Ça n’a pas traîné : 6 mois après sa prise de pouvoir, le président Xi faisait disparaître de la constitution la limite des deux mandats. Une illustration supplémentaire de la montée de l’autoritarisme, voire du despotisme qui gagne le monde depuis quelques années, après l’espoir de la généralisation de la démocratie qui avait suivi la chute du mur dans les années 1990.
Mais, dira-t-on, c’est faire du mauvais esprit que de comparer le dirigeant d’un grand pays en voie de modernisation rapide avec tel dirigeant africain laissant croupir son pays dans la misère au bénéfice de sa fortune personnelle.
Cela nous mène à la nature du développement chinois, mais aussi d’abord à sa tradition du pouvoir absolu
Une tradition impériale
Pendant des millénaires, les empereurs chinois avaient un pouvoir absolu en tant que représentant du ciel sur la terre. Mao également, le ciel étant remplacé par le parti.
Et justement Xi Jinping vient de décider un renforcement supplémentaire du rôle du parti. L’article 1 de la constitution définit désormais » le rôle dirigeant du parti comme le trait le plus essentiel du socialisme aux couleurs chinoises « .
Les entreprises étrangères ont d’ailleurs noté la multiplication et surtout des interventions dans la gestion des cellules d’entreprises du parti.
Orwell l’avait rêvé
Le projet de présidence à vie de Xi Jinping a suscité critiques et moqueries sur les réseaux sociaux. Une image sur WeChat montre le portrait de Mao sur la place Tiananmen remplacé par celui de Xi. Tout cela a bien sûr été rapidement censuré tandis que les médias officiels lançaient une campagne de propagande en faveur du chef de l’Etat.
Une armée de fonctionnaires contrôle l’Internet chinois qui est coupé du monde. Comme il faut bien des passerelles vers l’extérieur, les logiciels pour cela doivent être déclarés et on pourra vérifier que vous « ouvrez la fenêtre sans laisser passer les mouches ».
Le sinologue François Godement a remarqué que Xi Jinping ne s’embarrasse plus d’allusions aux réformes démocratiques ni au libéralisme du marché : » Grâce à Internet et au big data, son ambition dépasse Orwell »
Il a surpris la planète entière avec la mise en place d’un Super Big Brother, avec la reconnaissance faciale pour tous d’ici 2020, et la notation de tous les citoyens chinois à partir de leurs bons ou mauvais comportements, recensés à partir de leurs pratiques numériques observées 24h/24.

Données fournies:
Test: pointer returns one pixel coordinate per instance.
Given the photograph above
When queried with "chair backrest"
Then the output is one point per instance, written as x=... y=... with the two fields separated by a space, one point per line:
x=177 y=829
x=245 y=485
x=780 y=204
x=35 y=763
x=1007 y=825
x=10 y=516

Consigne:
Recopiez le passage du texte sur Xi Jinping allant de « Les entreprises étrangères » jusqu'à « chef de l’Etat. » inclus, en substituant « Weibo » à « WeChat ».

Réponse attendue:
Les entreprises étrangères ont d’ailleurs noté la multiplication et surtout des interventions dans la gestion des cellules d’entreprises du parti.
Orwell l’avait rêvé
Le projet de présidence à vie de Xi Jinping a suscité critiques et moqueries sur les réseaux sociaux. Une image sur Weibo montre le portrait de Mao sur la place Tiananmen remplacé par celui de Xi. Tout cela a bien sûr été rapidement censuré tandis que les médias officiels lançaient une campagne de propagande en faveur du chef de l’Etat.